======== Texte

Un soir de 1922, René Leyvraz est assis avec un ami suisse, sous la lueur d’une lampe qui éclaire leur conversation. Le fardeau de l’exil les opprime tous deux. Dans la tête du jeune converti bourdonnent encore les théories anti-patriotiques qu’il avait défendues lorsqu’il écrivait dans La Voix des Jeunes. Il se tait et son silence se fait pesant. Son compatriote rompt ce silence en chantant à mi-voix le chant de la Bérésina733. Leyvraz est bouleversé par les paroles de cet hymne. Longtemps étouffée par les doctrines socialistes auxquelles le jeune homme s’était attaché, la voix de ces ancêtres se réveille à nouveau avec une irrésistible puissance. Et alors, à travers la brume de ses larmes d’exil, il voit surgir la face lumineuse de sa Patrie retrouvée qui se fixera à jamais dans son coeur.
La même année, au cours de l’été, l'exil prend fin. Leyvraz retourne à Corbeyrier. Mais il lui faudra assumer, face à sa famille et aux gens du village, sa position de "transfuge" née de sa conversion au catholicisme. Il devra aussi trouver un emploi, dans un milieu totalement nouveau, puisqu'il s'est détourné du socialisme.

================
======== Lignes de données

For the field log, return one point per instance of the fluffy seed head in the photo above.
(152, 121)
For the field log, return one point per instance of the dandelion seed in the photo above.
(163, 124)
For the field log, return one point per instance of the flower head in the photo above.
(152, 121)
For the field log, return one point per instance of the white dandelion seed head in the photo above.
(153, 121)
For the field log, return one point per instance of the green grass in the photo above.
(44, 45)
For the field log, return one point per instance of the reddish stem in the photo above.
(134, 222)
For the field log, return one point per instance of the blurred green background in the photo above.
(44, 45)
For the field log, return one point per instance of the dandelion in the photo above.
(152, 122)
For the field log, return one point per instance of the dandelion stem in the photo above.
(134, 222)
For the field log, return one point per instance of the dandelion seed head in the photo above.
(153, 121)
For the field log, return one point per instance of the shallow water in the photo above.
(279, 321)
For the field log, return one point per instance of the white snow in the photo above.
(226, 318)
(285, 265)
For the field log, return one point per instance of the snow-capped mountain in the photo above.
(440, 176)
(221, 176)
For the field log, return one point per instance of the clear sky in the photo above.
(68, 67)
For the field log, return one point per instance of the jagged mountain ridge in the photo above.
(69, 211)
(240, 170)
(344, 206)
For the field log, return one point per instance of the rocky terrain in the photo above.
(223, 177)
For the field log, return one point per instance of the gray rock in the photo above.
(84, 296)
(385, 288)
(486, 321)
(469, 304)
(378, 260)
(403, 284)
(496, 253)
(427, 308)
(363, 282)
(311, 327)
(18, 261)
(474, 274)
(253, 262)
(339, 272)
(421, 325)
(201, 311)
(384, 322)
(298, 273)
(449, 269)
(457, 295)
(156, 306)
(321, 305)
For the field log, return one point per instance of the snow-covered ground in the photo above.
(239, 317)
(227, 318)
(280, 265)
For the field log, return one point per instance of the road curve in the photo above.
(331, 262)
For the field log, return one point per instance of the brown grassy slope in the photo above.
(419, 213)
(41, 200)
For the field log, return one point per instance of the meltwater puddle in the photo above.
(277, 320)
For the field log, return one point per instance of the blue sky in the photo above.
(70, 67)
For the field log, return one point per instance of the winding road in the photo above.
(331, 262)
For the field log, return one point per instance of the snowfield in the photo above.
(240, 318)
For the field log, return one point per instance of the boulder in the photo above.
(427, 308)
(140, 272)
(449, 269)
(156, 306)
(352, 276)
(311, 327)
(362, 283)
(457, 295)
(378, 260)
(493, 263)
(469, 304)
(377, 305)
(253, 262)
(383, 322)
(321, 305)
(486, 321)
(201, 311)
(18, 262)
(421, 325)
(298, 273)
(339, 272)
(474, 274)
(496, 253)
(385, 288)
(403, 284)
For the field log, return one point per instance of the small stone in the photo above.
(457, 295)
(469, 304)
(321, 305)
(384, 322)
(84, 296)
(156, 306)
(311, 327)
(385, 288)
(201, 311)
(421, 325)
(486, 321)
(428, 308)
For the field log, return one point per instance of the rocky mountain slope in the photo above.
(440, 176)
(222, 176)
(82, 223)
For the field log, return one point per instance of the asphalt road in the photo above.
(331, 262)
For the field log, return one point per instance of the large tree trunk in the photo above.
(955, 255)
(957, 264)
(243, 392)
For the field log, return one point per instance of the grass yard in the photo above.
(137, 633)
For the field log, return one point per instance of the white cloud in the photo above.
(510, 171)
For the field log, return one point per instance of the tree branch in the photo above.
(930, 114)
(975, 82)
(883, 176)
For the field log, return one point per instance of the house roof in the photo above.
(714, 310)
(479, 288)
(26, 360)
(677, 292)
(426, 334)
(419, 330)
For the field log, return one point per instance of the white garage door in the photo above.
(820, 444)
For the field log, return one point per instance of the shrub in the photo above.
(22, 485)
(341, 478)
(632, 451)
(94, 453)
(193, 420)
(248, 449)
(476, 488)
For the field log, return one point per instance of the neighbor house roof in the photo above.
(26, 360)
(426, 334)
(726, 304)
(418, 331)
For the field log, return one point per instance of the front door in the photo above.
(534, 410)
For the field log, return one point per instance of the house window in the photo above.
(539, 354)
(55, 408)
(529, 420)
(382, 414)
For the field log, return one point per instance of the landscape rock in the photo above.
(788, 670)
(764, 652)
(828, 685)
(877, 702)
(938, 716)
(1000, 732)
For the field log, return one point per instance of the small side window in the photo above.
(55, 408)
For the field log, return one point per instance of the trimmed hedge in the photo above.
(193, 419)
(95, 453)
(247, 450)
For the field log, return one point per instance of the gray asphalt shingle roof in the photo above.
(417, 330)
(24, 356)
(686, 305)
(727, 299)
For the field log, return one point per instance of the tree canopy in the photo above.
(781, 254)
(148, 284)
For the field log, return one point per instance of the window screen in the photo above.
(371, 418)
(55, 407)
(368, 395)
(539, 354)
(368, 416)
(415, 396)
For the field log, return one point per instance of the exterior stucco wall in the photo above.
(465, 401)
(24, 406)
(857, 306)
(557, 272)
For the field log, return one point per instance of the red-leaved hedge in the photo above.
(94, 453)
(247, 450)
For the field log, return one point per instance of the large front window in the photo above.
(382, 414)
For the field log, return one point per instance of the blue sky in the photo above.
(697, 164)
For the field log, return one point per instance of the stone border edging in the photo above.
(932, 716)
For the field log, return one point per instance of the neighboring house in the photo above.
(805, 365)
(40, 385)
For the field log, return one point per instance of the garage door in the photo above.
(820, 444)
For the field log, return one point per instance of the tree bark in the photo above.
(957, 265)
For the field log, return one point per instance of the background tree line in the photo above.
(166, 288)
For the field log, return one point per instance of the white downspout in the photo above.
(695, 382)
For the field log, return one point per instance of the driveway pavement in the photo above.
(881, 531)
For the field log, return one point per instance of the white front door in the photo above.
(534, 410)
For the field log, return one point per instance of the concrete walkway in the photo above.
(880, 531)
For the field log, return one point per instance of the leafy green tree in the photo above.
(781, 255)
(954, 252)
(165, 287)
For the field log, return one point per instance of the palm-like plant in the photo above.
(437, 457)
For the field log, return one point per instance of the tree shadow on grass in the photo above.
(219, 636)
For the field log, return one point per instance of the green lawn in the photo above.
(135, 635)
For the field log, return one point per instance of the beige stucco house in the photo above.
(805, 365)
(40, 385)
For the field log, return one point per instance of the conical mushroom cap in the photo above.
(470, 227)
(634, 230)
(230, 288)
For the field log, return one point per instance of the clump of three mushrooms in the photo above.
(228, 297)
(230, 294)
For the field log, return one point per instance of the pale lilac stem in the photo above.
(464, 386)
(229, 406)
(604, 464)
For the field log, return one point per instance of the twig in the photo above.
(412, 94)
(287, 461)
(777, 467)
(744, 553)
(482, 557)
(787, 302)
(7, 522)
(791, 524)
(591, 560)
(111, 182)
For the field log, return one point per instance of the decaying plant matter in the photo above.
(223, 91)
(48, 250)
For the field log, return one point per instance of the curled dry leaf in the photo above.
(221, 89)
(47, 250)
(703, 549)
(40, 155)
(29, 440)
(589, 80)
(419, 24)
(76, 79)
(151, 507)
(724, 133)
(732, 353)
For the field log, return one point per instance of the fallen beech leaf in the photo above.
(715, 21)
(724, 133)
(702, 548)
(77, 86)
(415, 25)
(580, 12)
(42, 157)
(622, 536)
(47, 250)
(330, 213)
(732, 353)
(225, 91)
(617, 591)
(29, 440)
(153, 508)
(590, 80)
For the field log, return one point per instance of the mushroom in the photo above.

================

> [Consigne]:
Répondez à ces questions d'après le texte sur René Leyvraz :
1. Dans quelle publication Leyvraz défendait-il des théories anti-patriotiques ?
2. Quel chant son ami suisse chante-t-il à mi-voix ?
3. Dans quel village Leyvraz retourne-t-il à la fin de l'exil ?

> [Réponse rédigée]:
1. La Voix des Jeunes.
2. Le chant de la Bérésina.
3. Corbeyrier.